● SOURCE PASSAGE
========================

There are certain people who cannot afford to be stupid. I'm not one of them. Politicians are paid to be stupid but I'm not fortunate to be one of them either.
Air line pilots cannot afford to be stupid, especially if I'm flying in their airplane. Ditto for brain surgeons if and when I have a scheduled appointment.
Gamblers cannot afford to be stupid either! But there are an awful lot of stupid gamblers and even stupid dealers in the majority of the Las Vegas casinos.
But that's not what this story is about. That is a subject for another day. The story today is about something stupid I did in Las Vegas a week or so ago. (Actually it's probably just one of many stupid things I did in Vegas!)
Let me try to explain. I don't go into the full details here because I don't think the full details are absolutely necessary. If you just don't understand it, then maybe you're just plain stupid too!
Misspelling is a sure sign of stupidity. I can't even spell Madam "Tusseud's" (the last name part) but I went there anyway and when I got inside the only thing I could think about was that "these people are really good at standing perfectly still"!
Well, to be perfect honest, I'm not quite that stupid! But stupid enough!
Here's my version of what actually happened!
I woke up relatively early in Las Vegas one afternoon and decided to take a leisurely stroll down the Strip to see what had happened since my last visit a year or so earlier.
My Tour Guide is usually the crowd in front of me so I'm seldom late and have the freedom to travel in any direction. This particular afternoon I picked the tour with the long legged blond in the middle and we headed in a northerly direction up the Strip. (North is UP to me!).

========================

● RECORD EXCERPTS
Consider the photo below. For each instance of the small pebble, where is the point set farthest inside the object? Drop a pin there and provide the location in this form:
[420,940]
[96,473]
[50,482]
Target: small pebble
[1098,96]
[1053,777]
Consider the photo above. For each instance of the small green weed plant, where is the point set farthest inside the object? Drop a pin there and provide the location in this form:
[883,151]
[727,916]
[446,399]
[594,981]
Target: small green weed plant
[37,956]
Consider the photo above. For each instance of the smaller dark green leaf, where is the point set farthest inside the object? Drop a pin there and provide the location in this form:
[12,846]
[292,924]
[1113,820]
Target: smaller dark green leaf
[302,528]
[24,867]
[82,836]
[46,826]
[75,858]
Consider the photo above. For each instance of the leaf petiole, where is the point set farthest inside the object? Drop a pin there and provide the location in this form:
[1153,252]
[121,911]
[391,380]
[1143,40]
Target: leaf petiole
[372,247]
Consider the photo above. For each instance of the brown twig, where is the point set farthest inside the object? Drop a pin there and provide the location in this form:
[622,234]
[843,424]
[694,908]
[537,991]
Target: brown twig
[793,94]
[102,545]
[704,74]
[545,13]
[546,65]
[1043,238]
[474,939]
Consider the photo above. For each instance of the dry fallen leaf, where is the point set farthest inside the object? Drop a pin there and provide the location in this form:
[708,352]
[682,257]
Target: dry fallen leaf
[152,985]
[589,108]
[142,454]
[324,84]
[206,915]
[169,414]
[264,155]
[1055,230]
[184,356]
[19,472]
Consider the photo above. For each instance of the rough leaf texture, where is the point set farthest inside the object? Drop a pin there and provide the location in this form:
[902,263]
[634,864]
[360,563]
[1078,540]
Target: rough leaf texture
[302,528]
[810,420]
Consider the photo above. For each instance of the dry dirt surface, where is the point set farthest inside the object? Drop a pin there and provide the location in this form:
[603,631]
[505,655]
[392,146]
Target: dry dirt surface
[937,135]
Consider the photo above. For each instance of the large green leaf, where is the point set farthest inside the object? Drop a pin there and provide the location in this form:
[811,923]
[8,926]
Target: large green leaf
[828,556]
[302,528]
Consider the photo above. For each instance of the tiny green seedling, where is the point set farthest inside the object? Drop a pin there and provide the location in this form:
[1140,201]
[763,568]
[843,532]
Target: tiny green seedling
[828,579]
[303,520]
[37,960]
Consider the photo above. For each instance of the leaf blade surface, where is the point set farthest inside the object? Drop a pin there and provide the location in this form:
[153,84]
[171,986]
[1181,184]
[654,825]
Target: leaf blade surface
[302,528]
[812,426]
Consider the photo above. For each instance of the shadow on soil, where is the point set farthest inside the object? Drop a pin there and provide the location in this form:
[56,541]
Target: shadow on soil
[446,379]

========================

● TO DO
1. In the Las Vegas story, which way did the writer head along the Strip?
2. For each statement, say whether the Las Vegas story agrees, and quote the words that settle it: (a) The writer says airline pilots cannot afford to be stupid. (b) The writer is a politician. (c) The writer's previous visit to Las Vegas was about five years before.
3. Pick up the Las Vegas story after its last sentence and keep writing it.
The rows have nothing to do with what comes next.

● EXPECTED RESULTS
1. North, in a northerly direction up the Strip.

2.
(a) Yes: "Air line pilots cannot afford to be stupid, especially if I'm flying in their airplane."
(b) No: "Politicians are paid to be stupid but I'm not fortunate to be one of them either."
(c) No: "since my last visit a year or so earlier."

3.
My long legged, blond guide eventually stooped in a storefront that sold "smells" of all things and since I assumed I was smelling fine this early in the day, I bid a silent "Adieu" and continued on pass the Smellatorium and joined my next tour which was presently and momentarily relaxed on one of those moving, one way, sidewalk things that leads unknowing victims into the lairs of the casino but never out.
This particular moving sidewalk led to a momentary stop directly in front of an establishment called "Madame Tusseud's" ('s'cuse me, Madame, if I misspell!). Directly n front stood a motionless figure of a man whom I had met on an earlier visit to Las Vegas many years ago when he was the opening act for a lady magician whose name I presently forget who performed at the high rise casino that was imploded which name I presently forget too - Hey,! This is about stupidity! Ain't it!!!?
Back then, this guy was a tremendous act! He would just stand on stage and do absolutely nothing at all. He wouldn't even make an effort and walk on stage. He had a crew of two carry him while he remained absolutely stiff and motionless. They would place him dead center on that stage and just walk away. He would remain motionless the entire time and the entire time lasted about 15 minutes. Not even a blink of an eyelid!
Hell! The crew did more work than he was doing but motionless guy got the headlines and the hefty paycheck while they got the nominal $2.50 an hour and a possible hernia every week.
Just before Melinda came out (Yea!!! That was her name - Melinda the First Lady of Magic!), he shocked the entire audience and came to life right before their very eyeballs. I think he juggled something just before going off stage in order to justify his paycheck and have something to write
on the job description line on his Federal Income Tax form 1040.
I wish I had a job like that. Something like the civil service guys I know.
He did nothing, but the audience loved it.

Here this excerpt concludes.